TEXTAUSZUG →
━━━━━━━━━━━━━━━━
Schlieffen (Adelsgeschlecht)

aus Wikipedia, der freien Enzyklopädie
Zur Navigation springen Zur Suche springen
Wappen derer von Schlieffen (ab 1555)

Schlieffen oder auch Schliefen ist der Name eines alten pommerschen Adelsgeschlechts. Die Familie, deren Zweige zum Teil bis heute bestehen, war ursprünglich ein Kolberger Stadtgeschlecht.

Erstmals urkundlich erwähnt wird das Geschlecht im Jahre 1365 mit Henning Sleff, er starb um 1376, als Bürger zu Kolberg.[1] Mit ihm beginnt auch die Stammreihe.[2] Angehörige der Familie gehörten zur Kolberger Sülzgilde, den Salzjunkern der Stadt.
━━━━━━━━━━━━━━━━
BEREITGESTELLTES MATERIAL →
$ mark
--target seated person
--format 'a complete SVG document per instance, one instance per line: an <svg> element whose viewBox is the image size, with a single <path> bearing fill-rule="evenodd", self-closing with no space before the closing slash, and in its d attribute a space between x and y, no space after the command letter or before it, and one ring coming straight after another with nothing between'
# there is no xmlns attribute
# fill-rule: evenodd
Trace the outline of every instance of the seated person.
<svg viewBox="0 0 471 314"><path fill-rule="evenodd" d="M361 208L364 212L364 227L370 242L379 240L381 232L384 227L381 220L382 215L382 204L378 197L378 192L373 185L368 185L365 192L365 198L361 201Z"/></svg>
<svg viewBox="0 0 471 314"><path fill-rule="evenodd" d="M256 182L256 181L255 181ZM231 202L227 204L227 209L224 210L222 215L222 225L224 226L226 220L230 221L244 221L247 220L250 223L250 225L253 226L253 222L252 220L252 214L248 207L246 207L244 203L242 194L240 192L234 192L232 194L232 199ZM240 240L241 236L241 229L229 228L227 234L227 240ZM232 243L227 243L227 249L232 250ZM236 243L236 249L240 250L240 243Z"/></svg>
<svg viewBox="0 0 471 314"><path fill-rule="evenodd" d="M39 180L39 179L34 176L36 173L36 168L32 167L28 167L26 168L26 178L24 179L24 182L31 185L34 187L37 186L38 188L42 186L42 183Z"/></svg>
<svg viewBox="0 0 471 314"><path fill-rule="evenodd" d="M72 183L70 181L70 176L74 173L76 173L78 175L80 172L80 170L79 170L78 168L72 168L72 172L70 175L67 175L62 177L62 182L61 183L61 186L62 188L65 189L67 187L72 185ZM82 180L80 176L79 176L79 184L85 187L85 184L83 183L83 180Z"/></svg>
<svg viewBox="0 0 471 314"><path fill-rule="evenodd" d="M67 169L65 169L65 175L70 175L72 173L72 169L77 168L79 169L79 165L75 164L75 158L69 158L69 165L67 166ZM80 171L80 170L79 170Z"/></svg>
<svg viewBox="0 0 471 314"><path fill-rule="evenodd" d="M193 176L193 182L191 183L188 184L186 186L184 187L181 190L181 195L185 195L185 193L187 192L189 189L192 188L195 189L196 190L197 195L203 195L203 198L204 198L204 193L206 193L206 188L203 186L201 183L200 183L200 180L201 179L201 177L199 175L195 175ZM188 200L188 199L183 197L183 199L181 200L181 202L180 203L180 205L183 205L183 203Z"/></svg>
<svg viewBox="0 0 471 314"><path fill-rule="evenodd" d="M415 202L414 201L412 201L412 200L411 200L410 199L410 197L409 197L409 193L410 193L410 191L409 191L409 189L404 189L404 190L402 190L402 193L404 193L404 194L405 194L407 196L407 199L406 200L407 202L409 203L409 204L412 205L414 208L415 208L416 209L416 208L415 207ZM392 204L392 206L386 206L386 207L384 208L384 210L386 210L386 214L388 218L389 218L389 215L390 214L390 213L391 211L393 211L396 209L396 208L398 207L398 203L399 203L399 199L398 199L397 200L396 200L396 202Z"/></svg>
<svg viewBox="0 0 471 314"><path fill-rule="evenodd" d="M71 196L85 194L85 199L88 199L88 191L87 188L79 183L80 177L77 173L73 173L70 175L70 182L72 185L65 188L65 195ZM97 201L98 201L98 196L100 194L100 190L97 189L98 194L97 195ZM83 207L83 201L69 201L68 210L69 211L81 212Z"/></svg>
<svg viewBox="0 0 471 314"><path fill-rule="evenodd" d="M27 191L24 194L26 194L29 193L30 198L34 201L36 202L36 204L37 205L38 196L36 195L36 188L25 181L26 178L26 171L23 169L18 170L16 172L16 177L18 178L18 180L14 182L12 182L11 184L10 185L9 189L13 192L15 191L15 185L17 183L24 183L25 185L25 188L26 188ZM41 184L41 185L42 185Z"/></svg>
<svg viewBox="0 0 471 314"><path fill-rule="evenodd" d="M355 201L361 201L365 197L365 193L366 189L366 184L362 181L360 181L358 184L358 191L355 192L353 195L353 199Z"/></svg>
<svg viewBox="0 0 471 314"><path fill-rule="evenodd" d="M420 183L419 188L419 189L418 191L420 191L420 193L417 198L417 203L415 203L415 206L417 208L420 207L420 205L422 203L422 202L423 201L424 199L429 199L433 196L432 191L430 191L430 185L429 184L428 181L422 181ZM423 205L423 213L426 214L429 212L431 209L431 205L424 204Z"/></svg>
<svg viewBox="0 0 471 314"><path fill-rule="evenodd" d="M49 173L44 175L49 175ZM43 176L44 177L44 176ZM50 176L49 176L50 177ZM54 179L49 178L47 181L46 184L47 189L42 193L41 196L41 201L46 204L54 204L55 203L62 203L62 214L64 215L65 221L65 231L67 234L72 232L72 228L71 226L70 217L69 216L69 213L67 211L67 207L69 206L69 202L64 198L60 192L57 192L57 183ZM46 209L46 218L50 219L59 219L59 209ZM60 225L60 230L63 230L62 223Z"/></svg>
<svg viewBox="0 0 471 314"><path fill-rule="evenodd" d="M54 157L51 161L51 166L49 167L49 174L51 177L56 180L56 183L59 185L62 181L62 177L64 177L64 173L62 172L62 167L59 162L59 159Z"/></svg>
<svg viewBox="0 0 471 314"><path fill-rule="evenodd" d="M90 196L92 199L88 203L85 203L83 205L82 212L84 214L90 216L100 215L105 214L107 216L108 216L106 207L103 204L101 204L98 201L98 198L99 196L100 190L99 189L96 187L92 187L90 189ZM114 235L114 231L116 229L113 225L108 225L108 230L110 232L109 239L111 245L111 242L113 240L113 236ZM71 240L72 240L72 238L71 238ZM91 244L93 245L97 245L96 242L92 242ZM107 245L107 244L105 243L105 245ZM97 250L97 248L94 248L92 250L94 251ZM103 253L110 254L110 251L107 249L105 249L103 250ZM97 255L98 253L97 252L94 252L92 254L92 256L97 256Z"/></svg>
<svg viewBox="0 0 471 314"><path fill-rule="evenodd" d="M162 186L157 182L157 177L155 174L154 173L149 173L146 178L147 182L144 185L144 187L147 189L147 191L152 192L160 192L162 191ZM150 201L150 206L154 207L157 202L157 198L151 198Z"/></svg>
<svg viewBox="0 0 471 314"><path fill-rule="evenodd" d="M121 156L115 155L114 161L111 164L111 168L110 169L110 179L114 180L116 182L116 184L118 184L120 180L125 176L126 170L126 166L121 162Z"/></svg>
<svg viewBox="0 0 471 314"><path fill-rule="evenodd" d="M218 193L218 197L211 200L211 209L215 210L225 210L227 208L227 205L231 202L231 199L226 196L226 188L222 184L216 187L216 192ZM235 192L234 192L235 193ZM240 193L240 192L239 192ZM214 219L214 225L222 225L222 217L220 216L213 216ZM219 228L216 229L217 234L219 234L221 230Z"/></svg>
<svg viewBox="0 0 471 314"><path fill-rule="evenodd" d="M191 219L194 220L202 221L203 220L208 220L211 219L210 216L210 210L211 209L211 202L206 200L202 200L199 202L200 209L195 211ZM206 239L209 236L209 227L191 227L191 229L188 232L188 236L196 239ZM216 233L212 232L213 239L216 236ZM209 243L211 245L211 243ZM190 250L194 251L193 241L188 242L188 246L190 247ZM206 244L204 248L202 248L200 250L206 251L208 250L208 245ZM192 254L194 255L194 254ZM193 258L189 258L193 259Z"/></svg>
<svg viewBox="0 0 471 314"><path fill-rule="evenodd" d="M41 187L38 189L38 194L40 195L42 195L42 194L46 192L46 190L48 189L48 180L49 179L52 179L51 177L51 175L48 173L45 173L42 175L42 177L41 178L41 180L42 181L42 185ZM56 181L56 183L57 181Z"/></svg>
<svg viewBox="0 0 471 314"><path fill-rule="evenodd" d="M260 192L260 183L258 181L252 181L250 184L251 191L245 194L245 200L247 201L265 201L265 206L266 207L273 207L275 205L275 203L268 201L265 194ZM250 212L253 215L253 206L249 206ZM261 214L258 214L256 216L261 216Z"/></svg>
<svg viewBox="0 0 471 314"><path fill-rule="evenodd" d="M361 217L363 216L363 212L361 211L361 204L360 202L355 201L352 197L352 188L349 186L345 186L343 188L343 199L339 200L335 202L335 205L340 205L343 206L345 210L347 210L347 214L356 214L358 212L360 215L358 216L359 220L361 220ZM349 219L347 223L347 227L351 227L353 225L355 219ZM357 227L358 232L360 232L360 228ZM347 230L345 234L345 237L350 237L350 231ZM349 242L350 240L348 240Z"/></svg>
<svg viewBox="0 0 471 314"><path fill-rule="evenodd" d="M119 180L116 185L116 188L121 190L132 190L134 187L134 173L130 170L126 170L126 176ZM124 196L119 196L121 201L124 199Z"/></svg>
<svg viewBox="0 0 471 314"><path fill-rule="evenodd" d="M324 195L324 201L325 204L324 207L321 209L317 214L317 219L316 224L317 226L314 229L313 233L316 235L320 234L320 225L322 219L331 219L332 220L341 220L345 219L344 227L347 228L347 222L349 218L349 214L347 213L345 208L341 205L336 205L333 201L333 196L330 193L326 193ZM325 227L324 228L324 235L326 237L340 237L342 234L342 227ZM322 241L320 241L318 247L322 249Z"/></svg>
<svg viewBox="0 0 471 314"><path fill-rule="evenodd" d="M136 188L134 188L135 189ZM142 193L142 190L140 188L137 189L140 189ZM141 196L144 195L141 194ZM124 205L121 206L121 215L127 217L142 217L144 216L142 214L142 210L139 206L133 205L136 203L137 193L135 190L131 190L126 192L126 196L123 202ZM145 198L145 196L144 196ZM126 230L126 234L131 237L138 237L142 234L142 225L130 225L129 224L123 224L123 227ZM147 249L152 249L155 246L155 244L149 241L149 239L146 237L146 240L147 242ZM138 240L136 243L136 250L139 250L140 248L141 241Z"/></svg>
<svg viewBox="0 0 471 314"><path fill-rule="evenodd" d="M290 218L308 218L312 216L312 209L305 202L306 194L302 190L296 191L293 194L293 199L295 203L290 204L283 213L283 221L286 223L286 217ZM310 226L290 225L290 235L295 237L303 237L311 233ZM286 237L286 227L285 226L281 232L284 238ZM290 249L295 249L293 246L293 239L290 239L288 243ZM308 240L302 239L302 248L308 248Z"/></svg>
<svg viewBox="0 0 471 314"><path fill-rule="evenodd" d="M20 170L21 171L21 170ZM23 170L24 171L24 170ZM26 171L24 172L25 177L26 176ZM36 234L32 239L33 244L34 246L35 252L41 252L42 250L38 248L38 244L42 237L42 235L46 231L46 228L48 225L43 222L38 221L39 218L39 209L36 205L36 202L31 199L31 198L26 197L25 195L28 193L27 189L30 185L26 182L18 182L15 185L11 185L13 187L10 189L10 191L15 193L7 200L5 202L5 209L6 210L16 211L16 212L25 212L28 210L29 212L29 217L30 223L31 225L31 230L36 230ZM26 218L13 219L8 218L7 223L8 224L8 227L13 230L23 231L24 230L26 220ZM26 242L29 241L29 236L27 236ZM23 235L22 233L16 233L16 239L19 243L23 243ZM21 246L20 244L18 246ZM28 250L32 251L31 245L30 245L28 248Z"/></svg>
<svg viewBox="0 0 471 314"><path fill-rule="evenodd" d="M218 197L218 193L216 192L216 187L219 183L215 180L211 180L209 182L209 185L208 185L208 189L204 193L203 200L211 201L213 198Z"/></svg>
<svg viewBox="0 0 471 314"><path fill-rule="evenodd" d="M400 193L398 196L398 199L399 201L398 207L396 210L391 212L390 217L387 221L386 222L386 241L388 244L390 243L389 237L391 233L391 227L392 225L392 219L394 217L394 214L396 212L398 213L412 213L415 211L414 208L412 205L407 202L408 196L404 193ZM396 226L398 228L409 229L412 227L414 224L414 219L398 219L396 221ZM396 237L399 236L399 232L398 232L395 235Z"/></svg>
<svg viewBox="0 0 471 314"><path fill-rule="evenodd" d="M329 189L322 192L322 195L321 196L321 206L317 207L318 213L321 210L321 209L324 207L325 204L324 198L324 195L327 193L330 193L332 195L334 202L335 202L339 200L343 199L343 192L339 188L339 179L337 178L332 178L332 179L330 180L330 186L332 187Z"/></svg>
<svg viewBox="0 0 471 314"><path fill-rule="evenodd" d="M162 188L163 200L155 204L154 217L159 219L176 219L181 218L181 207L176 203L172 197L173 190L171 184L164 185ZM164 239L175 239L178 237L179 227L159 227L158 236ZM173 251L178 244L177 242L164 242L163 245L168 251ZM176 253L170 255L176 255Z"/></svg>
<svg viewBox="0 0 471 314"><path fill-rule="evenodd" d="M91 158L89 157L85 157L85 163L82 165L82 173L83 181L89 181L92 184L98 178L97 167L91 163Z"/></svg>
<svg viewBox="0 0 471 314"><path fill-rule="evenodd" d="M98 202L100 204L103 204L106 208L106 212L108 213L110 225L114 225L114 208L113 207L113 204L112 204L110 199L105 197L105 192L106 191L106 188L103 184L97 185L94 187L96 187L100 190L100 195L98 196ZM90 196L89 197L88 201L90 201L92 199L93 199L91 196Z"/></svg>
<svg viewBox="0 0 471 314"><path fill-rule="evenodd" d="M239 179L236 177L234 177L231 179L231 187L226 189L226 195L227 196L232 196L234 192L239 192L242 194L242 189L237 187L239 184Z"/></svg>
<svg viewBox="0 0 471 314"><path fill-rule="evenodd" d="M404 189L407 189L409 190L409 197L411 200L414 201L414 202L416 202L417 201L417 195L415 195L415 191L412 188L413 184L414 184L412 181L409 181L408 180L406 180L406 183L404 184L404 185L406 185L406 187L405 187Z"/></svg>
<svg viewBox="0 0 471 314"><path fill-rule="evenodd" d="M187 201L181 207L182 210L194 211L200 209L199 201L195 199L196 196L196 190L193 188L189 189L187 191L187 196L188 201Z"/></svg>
━━━━━━━━━━━━━━━━
AUFGABEN →
a. Fasse den Textauszug über das Adelsgeschlecht Schlieffen in zwei Sätzen zusammen.
b. Schreibe den Textauszug über das Adelsgeschlecht Schlieffen im Anschluss an seinen letzten Satz weiter.

LÖSUNGEN →
a. Schlieffen, auch Schliefen, ist ein altes pommersches Adelsgeschlecht, das ursprünglich ein Kolberger Stadtgeschlecht war und dessen Zweige zum Teil bis heute bestehen. Es wird 1365 mit Henning Sleff, einem Bürger zu Kolberg, erstmals urkundlich erwähnt, mit dem auch die Stammreihe beginnt, und Angehörige der Familie gehörten zur Kolberger Sülzgilde.

b.
Nach Kneschke gehört auch Petrus Schleve zur Familie, der bereits um 1200 als Burgmann erscheint. Ebenso Gerhard, welcher 1248 als Zeuge auftritt. Ein weiterer Petrus Schleve soll 1303 und 1321 Ratsherr zu Kolberg gewesen sein.[3]

Ausbreitung und Linien

[Bearbeiten | Quelltext bearbeiten]

Die Familie teilte sich schon früh in zwei Äste. Die Begründer waren Hans und Nicolas, beides Söhne von Hans Schleve dem Älteren. Hans Schlief der Jüngere war der Stammvater des älteren, auch dresowischen Astes, sowie der dresowischen Nebenzweige und des soldekowischen Astes. Nicolas war der Ahnherr des jüngeren Astes und des von ihm ausgehenden Danziger Zweiges.

Martin Ernst von Schlieffen (1732–1825)
Alfred von Schlieffen (1833–1913)

Der dresowische Nebenzweig erlosch 1686 mit dem Tod von Anton Wilhelm von Schlieffen. Der Danziger Zweig starb in der ersten Hälfte des 18. Jahrhunderts aus. Der ältere dresowische Ast besaß 1784 nur einen männlichen Vertreter, Johann Friedrich Wilhelm von Schlieffen (* 1753), preußischer Leutnant. Aus dem soldekowischen Ast lebte Ende des 18. Jahrhunderts nur noch Johann Adolf Heinrich von Schlieffen (* 1769).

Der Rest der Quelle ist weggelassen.